Schriftliche Anweisung 1 :: Zähle die Zeilen der Einträge, in denen die Zeichenfolge "west" vorkommt, wobei Groß- und Kleinschreibung zu beachten ist. Nenne nur die Zahl.

Textauszug ::

Wie schnell habe ich mich daran gewöhnt, stationär zu liegen. 

Über drei Wochen haben wir im Hafen von Husavik verbracht. Und es ist gut, wieder unterwegs zu sein. Unterwegs zu spannenden Ufern. Am Weg zum größten Fjordsystem dieser Erde. Einen der letzten Fjorde, die wir noch nicht besegelt haben. Den Scoresby Sund in Grönland.

Grönlandsegeln
Unterwegs an die Ostküste von Grönland

Heute Vormittag haben die neuen Eiskarten grünes Licht gegeben.

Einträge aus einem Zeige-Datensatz

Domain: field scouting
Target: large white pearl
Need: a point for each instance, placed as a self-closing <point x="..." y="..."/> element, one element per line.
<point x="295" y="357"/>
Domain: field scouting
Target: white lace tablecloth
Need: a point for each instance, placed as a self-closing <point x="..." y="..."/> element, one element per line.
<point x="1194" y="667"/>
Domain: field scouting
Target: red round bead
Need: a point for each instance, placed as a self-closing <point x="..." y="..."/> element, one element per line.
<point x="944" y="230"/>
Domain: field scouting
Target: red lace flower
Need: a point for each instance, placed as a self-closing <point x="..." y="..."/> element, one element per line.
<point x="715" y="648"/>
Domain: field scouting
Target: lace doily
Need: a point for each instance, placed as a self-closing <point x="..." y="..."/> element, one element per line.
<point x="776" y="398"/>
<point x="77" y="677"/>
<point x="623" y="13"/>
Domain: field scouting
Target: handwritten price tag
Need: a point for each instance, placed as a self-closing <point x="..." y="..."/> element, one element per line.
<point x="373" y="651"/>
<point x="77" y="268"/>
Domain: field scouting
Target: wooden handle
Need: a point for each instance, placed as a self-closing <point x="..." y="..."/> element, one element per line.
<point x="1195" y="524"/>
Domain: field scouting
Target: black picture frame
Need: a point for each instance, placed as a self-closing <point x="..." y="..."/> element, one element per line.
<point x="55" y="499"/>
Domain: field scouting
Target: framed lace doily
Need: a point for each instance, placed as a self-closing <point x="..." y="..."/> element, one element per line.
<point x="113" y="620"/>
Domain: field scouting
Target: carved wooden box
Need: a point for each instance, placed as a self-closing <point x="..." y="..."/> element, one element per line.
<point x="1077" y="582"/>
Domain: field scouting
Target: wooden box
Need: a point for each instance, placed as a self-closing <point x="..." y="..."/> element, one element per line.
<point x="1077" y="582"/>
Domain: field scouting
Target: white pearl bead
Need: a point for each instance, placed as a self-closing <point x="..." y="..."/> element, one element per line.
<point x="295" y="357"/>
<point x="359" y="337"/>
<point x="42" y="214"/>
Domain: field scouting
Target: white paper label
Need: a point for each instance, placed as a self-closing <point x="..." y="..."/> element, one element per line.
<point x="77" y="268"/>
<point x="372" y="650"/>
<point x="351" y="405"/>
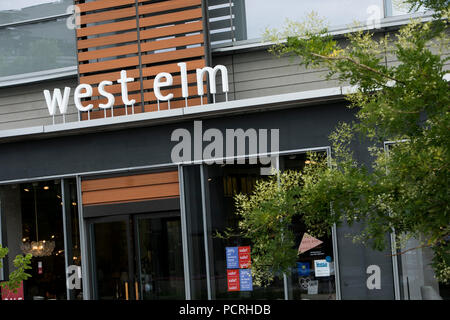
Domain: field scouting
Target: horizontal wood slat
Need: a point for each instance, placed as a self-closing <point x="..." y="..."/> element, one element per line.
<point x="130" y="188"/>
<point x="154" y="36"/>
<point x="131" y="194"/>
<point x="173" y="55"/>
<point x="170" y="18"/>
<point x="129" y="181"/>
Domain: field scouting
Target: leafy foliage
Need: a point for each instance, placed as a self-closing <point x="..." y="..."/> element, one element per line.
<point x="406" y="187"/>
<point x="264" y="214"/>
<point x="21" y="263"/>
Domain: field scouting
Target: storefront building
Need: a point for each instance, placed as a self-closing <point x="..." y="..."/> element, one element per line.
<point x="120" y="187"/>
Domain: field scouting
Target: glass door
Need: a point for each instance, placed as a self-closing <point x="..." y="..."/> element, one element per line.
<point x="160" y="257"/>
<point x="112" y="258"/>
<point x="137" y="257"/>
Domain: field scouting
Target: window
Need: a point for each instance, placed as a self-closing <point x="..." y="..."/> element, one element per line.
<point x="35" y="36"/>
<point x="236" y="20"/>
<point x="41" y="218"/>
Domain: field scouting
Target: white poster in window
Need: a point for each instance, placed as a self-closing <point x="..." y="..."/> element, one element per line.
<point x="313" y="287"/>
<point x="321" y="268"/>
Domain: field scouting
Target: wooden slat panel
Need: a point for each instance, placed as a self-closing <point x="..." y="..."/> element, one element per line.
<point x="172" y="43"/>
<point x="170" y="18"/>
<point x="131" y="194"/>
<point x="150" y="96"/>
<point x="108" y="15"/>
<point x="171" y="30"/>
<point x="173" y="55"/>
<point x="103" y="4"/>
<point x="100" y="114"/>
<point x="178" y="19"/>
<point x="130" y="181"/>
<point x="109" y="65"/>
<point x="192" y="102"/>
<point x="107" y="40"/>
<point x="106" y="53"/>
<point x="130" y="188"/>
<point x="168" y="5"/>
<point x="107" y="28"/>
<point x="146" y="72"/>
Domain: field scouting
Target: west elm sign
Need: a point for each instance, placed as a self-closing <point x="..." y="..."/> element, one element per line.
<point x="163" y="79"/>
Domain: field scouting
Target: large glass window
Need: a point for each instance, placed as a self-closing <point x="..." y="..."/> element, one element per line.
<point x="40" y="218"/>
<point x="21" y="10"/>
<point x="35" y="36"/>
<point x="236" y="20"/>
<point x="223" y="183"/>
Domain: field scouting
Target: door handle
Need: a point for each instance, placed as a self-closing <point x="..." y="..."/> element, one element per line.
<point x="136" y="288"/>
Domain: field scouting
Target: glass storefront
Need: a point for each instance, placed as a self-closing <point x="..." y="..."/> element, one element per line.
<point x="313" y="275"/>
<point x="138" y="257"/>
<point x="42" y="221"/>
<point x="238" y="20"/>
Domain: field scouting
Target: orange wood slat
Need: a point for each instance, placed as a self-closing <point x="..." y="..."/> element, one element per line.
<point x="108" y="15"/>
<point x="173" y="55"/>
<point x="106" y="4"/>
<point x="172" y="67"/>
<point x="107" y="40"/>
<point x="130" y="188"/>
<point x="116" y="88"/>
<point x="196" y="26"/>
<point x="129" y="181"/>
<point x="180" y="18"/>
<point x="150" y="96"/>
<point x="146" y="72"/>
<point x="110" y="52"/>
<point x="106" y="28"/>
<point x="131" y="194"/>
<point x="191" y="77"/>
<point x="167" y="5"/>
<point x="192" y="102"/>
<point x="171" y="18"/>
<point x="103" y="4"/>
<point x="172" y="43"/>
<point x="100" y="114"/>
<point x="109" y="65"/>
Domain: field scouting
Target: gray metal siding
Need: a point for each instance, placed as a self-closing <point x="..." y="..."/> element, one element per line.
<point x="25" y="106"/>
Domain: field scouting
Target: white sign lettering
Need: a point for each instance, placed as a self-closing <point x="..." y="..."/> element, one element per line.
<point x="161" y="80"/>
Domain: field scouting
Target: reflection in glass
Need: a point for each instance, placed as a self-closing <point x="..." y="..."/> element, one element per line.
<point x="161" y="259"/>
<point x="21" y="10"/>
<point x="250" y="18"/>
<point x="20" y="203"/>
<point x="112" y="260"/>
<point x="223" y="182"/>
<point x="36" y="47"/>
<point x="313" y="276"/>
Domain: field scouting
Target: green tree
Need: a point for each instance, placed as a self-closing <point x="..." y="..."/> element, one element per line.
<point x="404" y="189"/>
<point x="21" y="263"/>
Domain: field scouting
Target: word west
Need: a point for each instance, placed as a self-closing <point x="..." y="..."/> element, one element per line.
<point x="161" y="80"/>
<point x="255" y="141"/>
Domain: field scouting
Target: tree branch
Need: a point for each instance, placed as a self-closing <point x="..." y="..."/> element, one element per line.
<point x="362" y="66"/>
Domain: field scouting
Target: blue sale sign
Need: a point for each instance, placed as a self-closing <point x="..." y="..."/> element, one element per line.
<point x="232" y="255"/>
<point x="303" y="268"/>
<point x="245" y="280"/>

Schriftliche Anweisung 2 :: Übersetze bitte den Satz „Über drei Wochen haben wir im Hafen von Husavik verbracht.“ aus dem Textauszug ins Englische.

Ausgearbeitete Lösung 1 :: 2

Ausgearbeitete Lösung 2 :: We spent over three weeks in the harbor of Husavik.